[[ Extract to read open ]]

The discriminator="operation" annotation is what makes this production-grade rather than a loose oneOf. pydantic uses it to pick the right model with a clear error when operation is missing or unknown, and model_json_schema() emits a JSON Schema oneOf plus a discriminator mapping, so downstream tooling that understands discriminators (OpenAPI-style) routes the same way. extra="forbid" maps to additionalProperties: false, which closes the silent-unknown-key failure mode from the top of the page.

Region-specific Module 1 vs. harmonized Modules 2-5

Module 1 is where regional divergence lives, so we model the region itself as a discriminator. An FDA Module 1 and an EMA Module 1 are different shapes; a payload tagged region: "fda" can only ever satisfy the FDA shape.

class ModuleSection(BaseModel):
    """A heading node that groups leaves and/or nested sections."""
    model_config = ConfigDict(extra="forbid")

    section_code: Annotated[str, Field(pattern=r"^[0-9](\.[0-9A-Za-z]+)*$")]
    title: Annotated[str, Field(min_length=1, max_length=512)]
    leaves: list[Leaf] = Field(default_factory=list)
    subsections: list["ModuleSection"] = Field(default_factory=list)


class FDAModule1(BaseModel):
    """US region-specific administrative module."""
    model_config = ConfigDict(extra="forbid")

    region: Literal["fda"] = "fda"
    submission_type: Literal["ind", "nda", "bla", "anda"]
    application_number: Annotated[str, Field(pattern=r"^[0-9]{6}$")]
    cover_letter: Leaf
    sections: list[ModuleSection] = Field(default_factory=list)


class EMAModule1(BaseModel):
    """EU region-specific administrative module."""
    model_config = ConfigDict(extra="forbid")

    region: Literal["ema"] = "ema"
    procedure_type: Literal["centralised", "national", "mrp", "dcp"]
    cover_letter: Leaf
    sections: list[ModuleSection] = Field(default_factory=list)


Module1 = Annotated[
    Union[FDAModule1, EMAModule1],
    Field(discriminator="region"),
]


class HarmonizedModule(BaseModel):
    """Modules 2-5 share one shape across regions (ICH-harmonized content)."""
    model_config = ConfigDict(extra="forbid")

    module_number: Literal[2, 3, 4, 5]
    sections: list[ModuleSection] = Field(default_factory=list)

The application_number and procedure_type patterns are illustrative shapes, not regulatory facts; parametrize them per region and eCTD version from your data dictionary. The point is structural: Module 1 varies by region and is selected by a discriminator; Modules 2-5 do not.

The submission envelope and configurable spec version

The top-level model ties everything together and carries the sequence metadata that drives lifecycle. Crucially, the eCTD specification version is a field validated against an allow-list you supply at construction time, not a literal baked into the schema.

class Submission(BaseModel):
    """Root logical model rendered into an eCTD backbone by an exporter."""

[[ Extract to read closed ]]

### What is being asked
Continue the write-up on modeling eCTD submissions with pydantic, picking up right after the `Submission` class docstring.

[[ Supplied records open ]]

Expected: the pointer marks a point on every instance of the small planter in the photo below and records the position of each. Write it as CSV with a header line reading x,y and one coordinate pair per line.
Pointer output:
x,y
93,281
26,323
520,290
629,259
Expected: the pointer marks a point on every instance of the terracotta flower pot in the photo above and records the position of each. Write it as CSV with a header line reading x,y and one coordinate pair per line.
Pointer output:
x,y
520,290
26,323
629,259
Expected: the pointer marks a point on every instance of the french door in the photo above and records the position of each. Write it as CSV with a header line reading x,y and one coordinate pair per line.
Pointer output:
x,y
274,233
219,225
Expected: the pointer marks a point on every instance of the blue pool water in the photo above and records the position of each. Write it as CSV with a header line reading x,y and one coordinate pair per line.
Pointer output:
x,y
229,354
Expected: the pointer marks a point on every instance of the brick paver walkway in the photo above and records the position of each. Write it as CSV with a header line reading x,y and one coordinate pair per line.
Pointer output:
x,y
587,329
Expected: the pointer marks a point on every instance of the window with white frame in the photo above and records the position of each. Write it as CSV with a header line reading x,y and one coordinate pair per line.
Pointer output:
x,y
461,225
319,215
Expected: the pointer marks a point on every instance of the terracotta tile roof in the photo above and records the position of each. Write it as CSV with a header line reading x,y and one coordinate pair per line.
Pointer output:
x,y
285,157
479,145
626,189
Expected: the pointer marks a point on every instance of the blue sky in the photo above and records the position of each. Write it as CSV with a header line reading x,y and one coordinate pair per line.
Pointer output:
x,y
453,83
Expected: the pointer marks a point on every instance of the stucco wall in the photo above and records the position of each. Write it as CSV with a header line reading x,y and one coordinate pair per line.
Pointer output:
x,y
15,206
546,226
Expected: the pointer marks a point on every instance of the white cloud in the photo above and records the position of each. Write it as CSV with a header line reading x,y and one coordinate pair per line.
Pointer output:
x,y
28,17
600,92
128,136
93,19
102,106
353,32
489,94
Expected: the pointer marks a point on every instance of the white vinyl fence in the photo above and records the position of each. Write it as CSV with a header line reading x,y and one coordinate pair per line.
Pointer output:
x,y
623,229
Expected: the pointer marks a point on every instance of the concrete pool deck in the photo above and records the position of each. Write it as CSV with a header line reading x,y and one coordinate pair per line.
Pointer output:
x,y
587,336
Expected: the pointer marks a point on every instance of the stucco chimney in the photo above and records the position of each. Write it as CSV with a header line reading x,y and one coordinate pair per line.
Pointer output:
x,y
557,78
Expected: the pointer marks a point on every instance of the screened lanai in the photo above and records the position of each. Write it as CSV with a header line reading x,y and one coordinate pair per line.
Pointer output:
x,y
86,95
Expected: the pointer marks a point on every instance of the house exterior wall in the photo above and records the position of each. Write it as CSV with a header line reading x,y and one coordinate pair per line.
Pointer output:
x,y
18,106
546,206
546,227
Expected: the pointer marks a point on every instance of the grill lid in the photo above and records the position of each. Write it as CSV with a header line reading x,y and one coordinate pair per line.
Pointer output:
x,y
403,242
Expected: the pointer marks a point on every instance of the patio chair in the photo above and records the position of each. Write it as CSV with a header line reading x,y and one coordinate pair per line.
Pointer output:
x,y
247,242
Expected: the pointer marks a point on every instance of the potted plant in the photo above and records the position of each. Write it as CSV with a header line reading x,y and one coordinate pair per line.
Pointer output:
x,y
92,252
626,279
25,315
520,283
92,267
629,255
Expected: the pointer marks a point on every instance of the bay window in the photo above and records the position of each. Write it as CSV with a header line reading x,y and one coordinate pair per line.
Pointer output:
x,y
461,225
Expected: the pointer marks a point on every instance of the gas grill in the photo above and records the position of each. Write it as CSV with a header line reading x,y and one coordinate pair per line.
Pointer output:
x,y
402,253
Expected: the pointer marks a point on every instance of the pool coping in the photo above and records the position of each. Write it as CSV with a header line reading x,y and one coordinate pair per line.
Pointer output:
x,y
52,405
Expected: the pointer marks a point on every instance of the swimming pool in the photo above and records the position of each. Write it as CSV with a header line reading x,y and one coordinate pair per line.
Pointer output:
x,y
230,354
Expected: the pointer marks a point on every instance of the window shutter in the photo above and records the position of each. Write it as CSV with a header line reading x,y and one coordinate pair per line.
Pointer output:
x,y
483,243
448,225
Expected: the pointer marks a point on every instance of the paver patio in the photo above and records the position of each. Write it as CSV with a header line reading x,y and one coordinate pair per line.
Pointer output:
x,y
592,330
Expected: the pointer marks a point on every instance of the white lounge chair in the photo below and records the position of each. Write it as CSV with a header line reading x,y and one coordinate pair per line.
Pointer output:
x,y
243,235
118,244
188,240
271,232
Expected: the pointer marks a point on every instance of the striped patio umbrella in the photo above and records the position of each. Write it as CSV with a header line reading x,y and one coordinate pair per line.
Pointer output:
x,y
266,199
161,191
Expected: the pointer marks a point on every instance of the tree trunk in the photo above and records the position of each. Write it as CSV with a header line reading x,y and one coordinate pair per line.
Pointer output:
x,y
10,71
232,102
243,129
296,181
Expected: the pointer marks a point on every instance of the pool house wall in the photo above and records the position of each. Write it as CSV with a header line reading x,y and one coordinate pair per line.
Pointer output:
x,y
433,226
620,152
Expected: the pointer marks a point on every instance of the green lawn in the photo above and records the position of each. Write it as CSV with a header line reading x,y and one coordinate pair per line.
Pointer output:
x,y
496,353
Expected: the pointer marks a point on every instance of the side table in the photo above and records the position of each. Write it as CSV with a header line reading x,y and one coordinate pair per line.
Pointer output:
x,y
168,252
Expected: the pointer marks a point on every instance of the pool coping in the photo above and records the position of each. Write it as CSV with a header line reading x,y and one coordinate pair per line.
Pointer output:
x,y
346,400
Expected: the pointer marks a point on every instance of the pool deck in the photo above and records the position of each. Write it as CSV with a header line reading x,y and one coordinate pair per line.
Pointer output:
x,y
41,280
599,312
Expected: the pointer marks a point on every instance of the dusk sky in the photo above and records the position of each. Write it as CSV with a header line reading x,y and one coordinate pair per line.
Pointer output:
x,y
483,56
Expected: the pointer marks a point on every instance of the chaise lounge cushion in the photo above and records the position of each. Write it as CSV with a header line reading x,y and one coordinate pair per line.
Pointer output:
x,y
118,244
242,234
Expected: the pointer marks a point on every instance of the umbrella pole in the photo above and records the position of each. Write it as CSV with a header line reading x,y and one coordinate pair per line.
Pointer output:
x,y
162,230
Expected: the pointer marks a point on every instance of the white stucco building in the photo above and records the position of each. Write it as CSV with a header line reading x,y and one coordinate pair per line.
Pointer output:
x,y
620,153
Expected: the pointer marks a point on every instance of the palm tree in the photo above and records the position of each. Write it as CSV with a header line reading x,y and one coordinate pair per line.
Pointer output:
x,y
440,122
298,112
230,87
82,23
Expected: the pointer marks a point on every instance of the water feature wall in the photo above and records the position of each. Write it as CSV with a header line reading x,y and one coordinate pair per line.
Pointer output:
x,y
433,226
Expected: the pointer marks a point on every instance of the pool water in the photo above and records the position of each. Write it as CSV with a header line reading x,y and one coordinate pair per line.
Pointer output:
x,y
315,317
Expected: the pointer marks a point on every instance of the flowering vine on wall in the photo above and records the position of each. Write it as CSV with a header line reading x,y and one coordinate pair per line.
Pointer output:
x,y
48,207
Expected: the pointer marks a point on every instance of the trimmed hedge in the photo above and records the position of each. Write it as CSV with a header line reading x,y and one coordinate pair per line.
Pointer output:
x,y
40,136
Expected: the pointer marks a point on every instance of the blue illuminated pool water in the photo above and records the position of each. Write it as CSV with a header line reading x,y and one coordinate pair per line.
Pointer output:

[[ Supplied records closed ]]

### Output for this task
    model_config = ConfigDict(extra="forbid")

    ectd_spec_version: Annotated[str, Field(min_length=1, max_length=32)]
    sequence: Annotated[str, Field(pattern=r"^[0-9]{4}$")]
    module_1: Module1
    harmonized_modules: list[HarmonizedModule] = Field(default_factory=list)

    @field_validator("harmonized_modules")
    @classmethod
    def _unique_modules(cls, mods: list[HarmonizedModule]) -> list[HarmonizedModule]:
        numbers = [m.module_number for m in mods]
        if len(numbers) != len(set(numbers)):
            raise ValueError("each harmonized module (2-5) may appear at most once")
        return mods

Treating ectd_spec_version as data means one codebase serves FDA and EMA, current and prior spec versions, without forking the model. The exporter that renders the XML backbone reads this field to choose the correct DTD and validation profile.

Computing leaf checksums deterministically

Checksums are integrity facts, not free text. Compute them from the actual file bytes with a streaming read so large clinical PDFs do not exhaust memory, and store the algorithm alongside the digest so verification is unambiguous.

def compute_checksum(path: Path, algorithm: ChecksumAlgo) -> FileChecksum:
    """Stream a file through the configured hash and return a FileChecksum.

    Reads in fixed-size chunks to bound memory on large submission documents.
    """
    algo_name = "sha256" if algorithm is ChecksumAlgo.SHA256 else "md5"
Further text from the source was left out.